(Material for this task Opens)
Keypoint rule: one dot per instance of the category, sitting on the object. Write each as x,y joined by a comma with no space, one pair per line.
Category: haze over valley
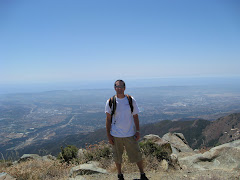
34,118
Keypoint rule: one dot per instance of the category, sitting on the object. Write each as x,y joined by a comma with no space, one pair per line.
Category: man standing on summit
123,129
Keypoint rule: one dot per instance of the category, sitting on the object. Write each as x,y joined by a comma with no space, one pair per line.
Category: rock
178,142
174,161
29,156
81,153
226,157
152,137
164,165
86,169
5,176
49,158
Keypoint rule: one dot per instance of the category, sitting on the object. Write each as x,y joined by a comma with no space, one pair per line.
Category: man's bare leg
119,168
140,166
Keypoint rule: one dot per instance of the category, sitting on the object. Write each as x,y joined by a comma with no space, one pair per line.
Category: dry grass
101,152
37,170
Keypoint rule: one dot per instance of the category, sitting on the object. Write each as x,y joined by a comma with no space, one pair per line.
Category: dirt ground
172,175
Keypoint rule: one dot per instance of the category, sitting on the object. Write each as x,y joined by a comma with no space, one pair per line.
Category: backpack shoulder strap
112,103
130,102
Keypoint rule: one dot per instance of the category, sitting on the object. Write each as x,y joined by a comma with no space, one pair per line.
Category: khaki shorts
131,146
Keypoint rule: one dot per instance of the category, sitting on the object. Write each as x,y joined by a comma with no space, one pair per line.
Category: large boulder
86,169
226,157
5,176
178,142
26,157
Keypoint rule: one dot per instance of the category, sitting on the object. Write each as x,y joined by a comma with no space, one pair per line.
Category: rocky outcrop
178,142
26,157
86,169
5,176
226,157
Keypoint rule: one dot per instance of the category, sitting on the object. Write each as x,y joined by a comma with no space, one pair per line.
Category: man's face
119,88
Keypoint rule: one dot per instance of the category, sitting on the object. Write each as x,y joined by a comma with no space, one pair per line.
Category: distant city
27,118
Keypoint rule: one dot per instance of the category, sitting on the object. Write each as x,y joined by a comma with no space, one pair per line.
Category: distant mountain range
199,133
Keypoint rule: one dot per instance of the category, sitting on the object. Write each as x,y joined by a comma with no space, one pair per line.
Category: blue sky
66,41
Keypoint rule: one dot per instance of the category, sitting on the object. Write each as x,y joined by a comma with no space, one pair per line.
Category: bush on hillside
68,153
97,152
151,149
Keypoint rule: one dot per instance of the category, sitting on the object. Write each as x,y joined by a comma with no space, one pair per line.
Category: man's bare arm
108,128
136,122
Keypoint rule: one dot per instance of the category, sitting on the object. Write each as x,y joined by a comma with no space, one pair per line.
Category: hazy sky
59,41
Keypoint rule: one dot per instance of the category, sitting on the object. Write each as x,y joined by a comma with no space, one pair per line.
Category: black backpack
112,103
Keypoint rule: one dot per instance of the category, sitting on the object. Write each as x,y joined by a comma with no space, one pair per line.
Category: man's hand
137,136
110,139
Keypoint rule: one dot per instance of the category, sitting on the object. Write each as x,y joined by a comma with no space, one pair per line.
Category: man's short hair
120,81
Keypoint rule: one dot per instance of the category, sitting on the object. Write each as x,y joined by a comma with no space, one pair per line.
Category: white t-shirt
122,121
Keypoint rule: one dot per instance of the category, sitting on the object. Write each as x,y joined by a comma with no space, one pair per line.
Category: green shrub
97,152
151,149
68,154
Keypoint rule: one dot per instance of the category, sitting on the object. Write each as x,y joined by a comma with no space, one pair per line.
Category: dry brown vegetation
36,170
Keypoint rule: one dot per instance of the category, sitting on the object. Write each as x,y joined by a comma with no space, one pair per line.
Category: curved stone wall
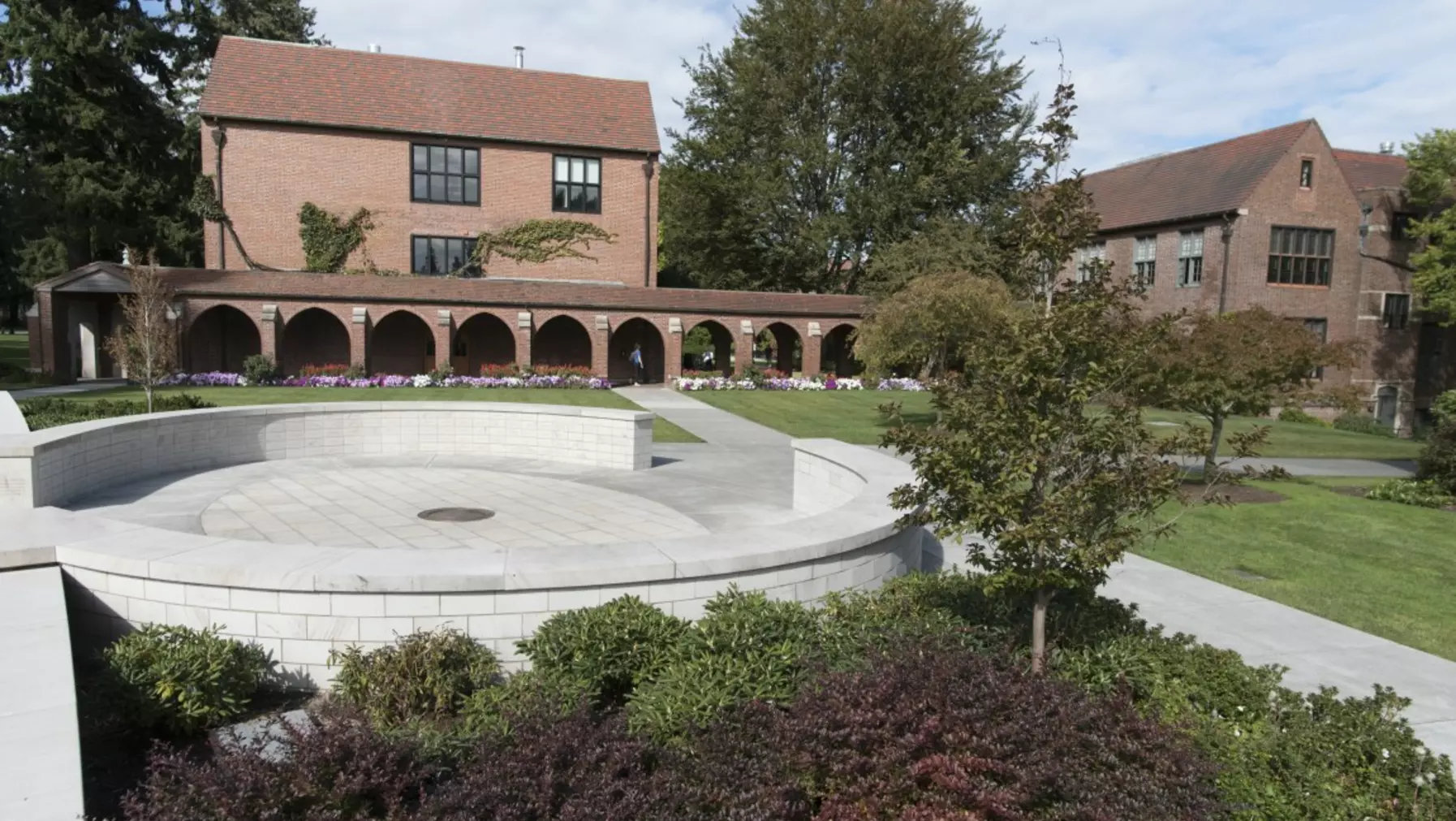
58,465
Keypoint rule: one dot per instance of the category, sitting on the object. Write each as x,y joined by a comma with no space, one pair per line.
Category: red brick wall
271,171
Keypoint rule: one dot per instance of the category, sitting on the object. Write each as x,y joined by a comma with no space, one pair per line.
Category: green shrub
181,681
1362,424
260,369
1437,462
1420,492
609,650
425,676
1299,417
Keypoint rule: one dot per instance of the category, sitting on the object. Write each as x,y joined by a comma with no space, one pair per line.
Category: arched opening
313,336
779,347
403,344
562,341
632,334
708,347
220,338
838,352
484,339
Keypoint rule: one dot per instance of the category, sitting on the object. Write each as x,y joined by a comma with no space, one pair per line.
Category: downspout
220,139
648,235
(Material for this task Closes)
[Work order]: Repeat the material above word for word but skip the images.

[Written response]:
Keypoint rule: one dot per instance of the category, sitting on the object. Write each as x,y joined by a comma with no space, one pair per line.
Category: haze over valley
34,118
Keypoint rule: one dot per instance of the category, sitting on the object. Write each as x,y joined by a comma with no space, one pair per line.
Category: man standing on summit
123,129
Keypoint rule: one dot per instance of the category, sitting on the object. Write each as x,y joined by a comma with no space, one pair per line.
Category: rock
178,142
174,161
29,156
81,153
226,157
152,137
164,165
86,169
5,176
49,158
Keypoint rule: one dot per instance of the category, sitting on the object. Write each as x,y joined by a comma with no space, one pair per line.
Category: man's bare leg
119,168
140,166
Keypoint rule: one dot per instance of the category, sitting on the object. Write each as x,y joined by a comma with no space, one pair per line.
Category: dry grass
101,152
37,170
Keypoint rule: one dot per instance of the category, sitting on the object. Write each as x,y joined by a comma with no space, one pair per line.
Category: dirt ground
172,175
Keypoint rule: one dot per instance of the category, sitting on the object. Write each as x,y joined by a comma with no space, one pair per line.
Category: backpack shoulder strap
112,103
130,102
Keypoint rule: one dot per instance of the category, sitting on the object. Write each as x,y joined by a comma with no space, one pair per line.
Category: khaki shorts
131,146
Keypoint rule: one dot per instance of the category, sitting on the object. Write each as x,y joined by a comma with no space, one pair per line.
Category: large boulder
86,169
226,157
5,176
178,142
26,157
Keypoint rule: one dot per instance of the category, sitting on the object. Write each as x,y joined by a comma with no space, one pair per line.
Category: rocky outcrop
178,142
26,157
86,169
5,176
226,157
Keypoint rule: one dot per instance of the category, sitting on the object. Write each as x,y joined by a comma with no space, one pair per line.
Category: man's face
119,88
Keypoint rule: one dot per instance of the category, sitting on the object. Write each as x,y joined by a comma with no space, one pair per line.
Category: distant city
27,118
Keypoint rule: one dot per instance of the category, sitting on the object. Write each as x,y joined by a comma with no space, one pair per line.
Category: distant mountain range
199,133
Keypoint rule: one dot per instance of the category, sitting on the object. Write each as x,y joined by a comma with no space, one pair per line.
Category: blue sky
66,41
Keypoint rule: one dot per instance of the category, sitting on the object. Write each as x,y joined by a comma with no space, one pair per line.
Category: bush on hillside
68,153
97,152
151,149
Keypoint rule: one dot per instance of the category, sitting on the object. Write each as x,y joined by a comma with no space, one pair per line.
Category: man's bare arm
108,128
136,122
Keypoint rule: one dot per instance of the category, sitting on the object. Write each as x,y joined by a comma with no space, one pair per line.
Category: hazy sky
59,41
Keypoint rule: one dot per instance of the category, sitting on the object. Write each as x,y joined by a comma with no space, one pair per line.
Category: black backpack
112,103
Keypoint rule: one dot per instance of the category, sitting on the object. Write each as x,y joined by a comma with no space, one pair per line.
Category: man's hand
137,136
110,139
Keypoint rule: one dot per instance of the category, sitting on the object. Write each as x,y joined by a comma with no space, one pair per line.
Category: man's short hair
120,81
Keypoint rule: one dot per instance of the category, sitting on the object. Write each as x,y joined by a comma with no space, one pair per line.
Category: white t-shirt
122,121
Keypoint rule: one dot per instance of the category, sitting on the object. Write each as x,y joined by a comma with no space, one pair per line.
Category: green shrub
97,152
151,149
68,154
Keypoint rule: one dot per instance of the category, sitting on the object. Write each as x,y joined by a comma with no space, one pair per line.
Category: dry brown vegetation
36,170
Keypoint rule: one dot per instance of the category, sitting on the object. Write each as x,y joined by a comma with no space, one pair per line.
Category: curved stone wall
58,465
Keypoint rule: one dot per instance of the category, sitting on the object. Write each as x,y joined by a comma with no space, one pair per line.
Category: red brick wall
271,171
Keypoint rule: one dot per instance of the category, sitting on the object. Write each as x,y joined by a comma with no space, one pair per line.
Category: green shrub
181,681
1362,424
260,369
1437,462
1420,492
609,650
425,676
1299,417
Keypoint rule: one dot per instance of the category, sitting on the object. Write each as x,y joined by a comma with no space, one pair per line.
Category: arched opening
313,336
779,347
403,344
562,341
632,334
708,347
220,338
838,352
484,339
Keypoint rule: one dot per instance of the category, sitting on the object. Write each as x,y joined by a comma with no space, one pair per line.
Category: downspout
220,139
648,235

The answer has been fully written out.